━━━ Extract provided ━━━

In the sensing system 500A of FIG. 5A, the detected light portion
is a transmitted portion of the light provided to the CNT-bearing
FBG sensor. In the sensing system 500B of FIG. 5B, the detected
light portion is a reflected portion of the light provided to the
CNT-bearing FBG sensor.
[0078] The process 600 proceeds to operation 630 in which a change
in a spectrum of the detected light portion is determined by a
processor (e.g., 502). In certain embodiments, the operation 630
includes obtaining a spectrum of a corresponding one of the
transmitted light portion and the reflection light portion. Taking
the example of FIG. 3, the spectrum of the output light 302E (a
transmitted light portion) can be analyzed to determine a possible
shift in any of the Bragg wavelengths (e.g., .lamda..sub.B1,
.lamda..sub.B2, and .lamda..sub.B3) by comparing the Bragg
wavelengths to reference Bragg wavelengths stored in a look-up
table, for example. Alternatively, one or more of the reflected
light portions 303C, 303D, 303E may be analyzed for the same
purpose. Alternatively or additionally, the operation 630 may
include comparing the spectrum of the detected light portion to a
template or reference spectrum obtained and stored during a
calibration procedure for matching signatures or features relating
to certain measurands. Alternatively or additionally, the operation
630 may include determining a change in peak or integrated
intensity of the detected light portion.
[0079] The process 600 then proceeds to operation 640 in which a
measurand (e.g., particles, chemicals, or energy) that has caused
the change is identified by the processor. In certain embodiments,
the identification operation 640 involves identifying a measurand
that is found to cause the determined change during a previous
calibration procedure. For example, assume that the change in the
spectrum of the detected light portion determined at the operation
630 is a negative 125 nm shift in the second Bragg wavelength 203B
(FIG. 2). A processor can compare the determined Bragg wavelength
shift to a list of previously established Bragg wavelength shifts
and identify a measurand (e.g., a biomolecule) that is known to
cause the particular Bragg wavelength to shift. After measurands
corresponding to different changes determined at the operation 630
are identified, the process 600 ends at state 609.

━━━

▶ **Work required**
According to the excerpt on FBG sensing, what kind of light portion is detected in the sensing system 500B of FIG. 5B? The data after this excerpt on FBG sensing is separate material with no connection to it.

━━━ Supplied records ━━━

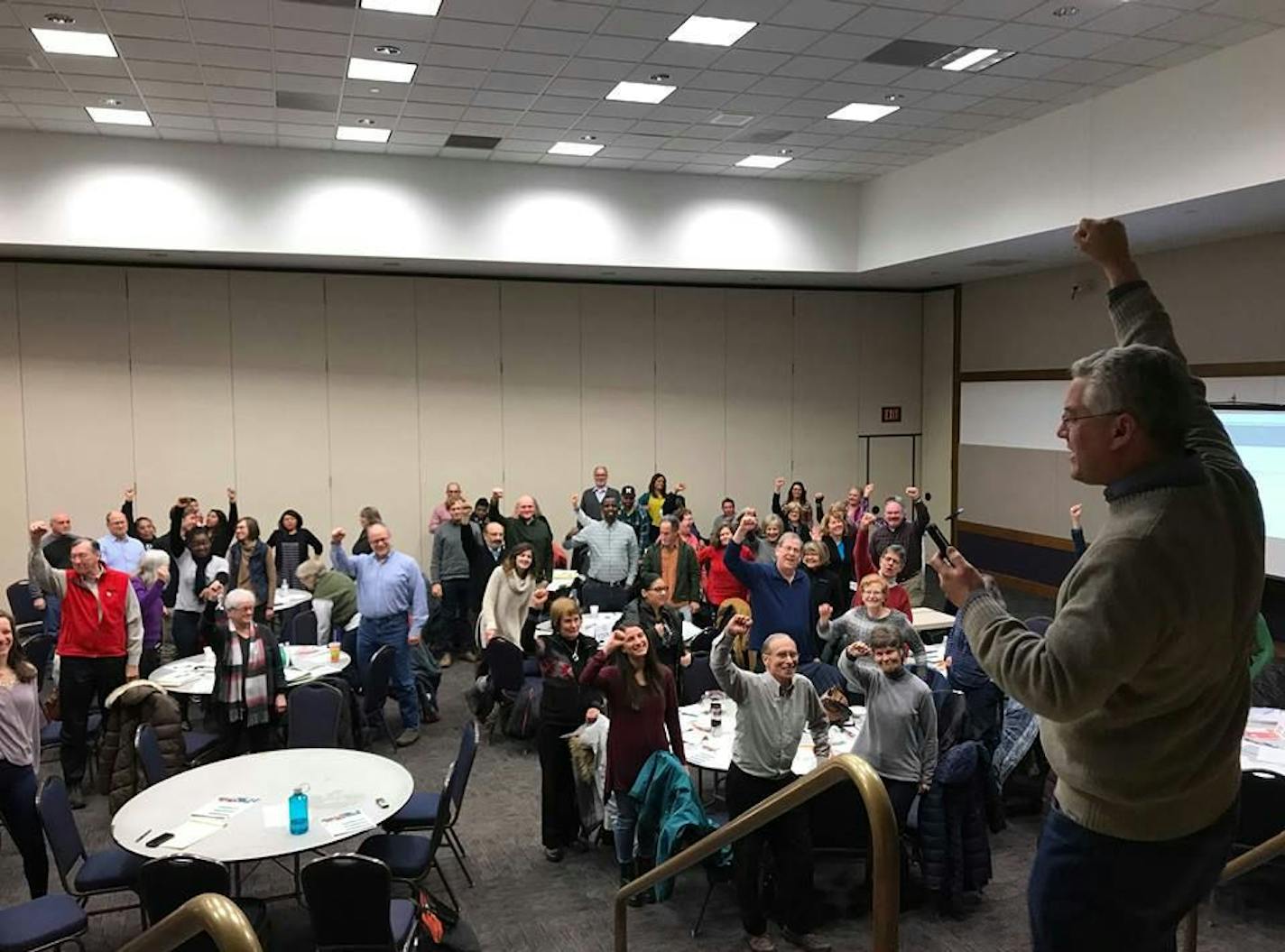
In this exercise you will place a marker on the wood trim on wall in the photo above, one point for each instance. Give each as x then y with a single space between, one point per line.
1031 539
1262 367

━━━
━━━ Supplied records ━━━

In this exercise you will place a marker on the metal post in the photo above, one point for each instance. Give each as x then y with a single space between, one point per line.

━━━

▶ **Output of the task**
A reflected portion of the light provided to the CNT-bearing FBG sensor.